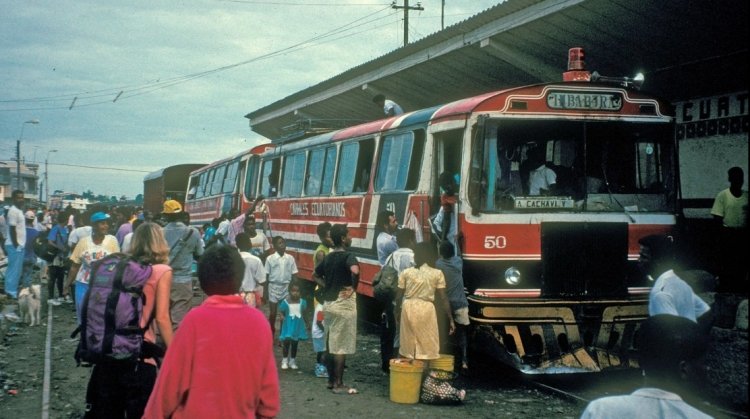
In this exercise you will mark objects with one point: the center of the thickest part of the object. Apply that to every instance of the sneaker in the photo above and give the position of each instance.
(12, 317)
(321, 371)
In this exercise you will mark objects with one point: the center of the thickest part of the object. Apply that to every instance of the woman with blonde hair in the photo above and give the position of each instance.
(122, 389)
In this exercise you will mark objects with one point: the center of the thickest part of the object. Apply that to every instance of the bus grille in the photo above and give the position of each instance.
(584, 259)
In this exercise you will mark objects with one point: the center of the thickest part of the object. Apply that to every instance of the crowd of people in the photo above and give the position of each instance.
(241, 269)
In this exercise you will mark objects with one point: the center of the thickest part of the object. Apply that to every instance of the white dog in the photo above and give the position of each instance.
(30, 304)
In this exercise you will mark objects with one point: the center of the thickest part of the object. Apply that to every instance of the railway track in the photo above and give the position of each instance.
(582, 389)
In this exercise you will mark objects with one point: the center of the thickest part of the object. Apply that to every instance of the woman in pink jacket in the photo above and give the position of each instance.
(209, 370)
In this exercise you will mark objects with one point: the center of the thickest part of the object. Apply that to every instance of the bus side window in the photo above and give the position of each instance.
(201, 192)
(193, 189)
(347, 168)
(218, 179)
(328, 170)
(230, 180)
(399, 163)
(270, 177)
(354, 167)
(364, 165)
(294, 166)
(314, 173)
(251, 178)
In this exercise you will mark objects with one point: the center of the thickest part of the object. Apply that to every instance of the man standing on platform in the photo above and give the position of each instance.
(730, 212)
(185, 245)
(15, 241)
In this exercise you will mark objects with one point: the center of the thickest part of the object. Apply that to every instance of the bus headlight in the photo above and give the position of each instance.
(512, 276)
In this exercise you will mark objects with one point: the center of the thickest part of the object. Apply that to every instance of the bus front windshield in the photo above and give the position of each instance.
(533, 165)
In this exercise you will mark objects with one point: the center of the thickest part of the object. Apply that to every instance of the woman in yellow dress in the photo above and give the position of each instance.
(417, 314)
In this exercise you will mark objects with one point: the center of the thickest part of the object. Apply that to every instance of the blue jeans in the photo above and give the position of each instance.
(80, 292)
(28, 271)
(15, 267)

-.-.-

INSTRUCTIONS FOR THE TASK:
Each line from the one containing "the bus headlight" to the end of the records should be echoed exactly, and no other line.

RESPONSE FOR THIS EXERCISE:
In this exercise you will mark objects with one point: the center of the thickest part of the object. Apply that to every instance of the bus headlight in the photo above and give the position of each instance.
(512, 276)
In this exercise you will mark objects with one point: the center of the thickest part of the object. Apply that to every instance of the bus front windshield in the photo above and give the position of each instance.
(533, 165)
In this exercise you will mark objects with one point: the center of the thickest part of the object. Apply that to every instance of the woman in yellow dress in the photo above and give the position of each instance.
(417, 314)
In this exercise you will mark objects with one point: the center of the thickest part of the object. Apply that to every instance of the blue jeans in the photo above and give the position of each instance.
(80, 292)
(28, 271)
(15, 267)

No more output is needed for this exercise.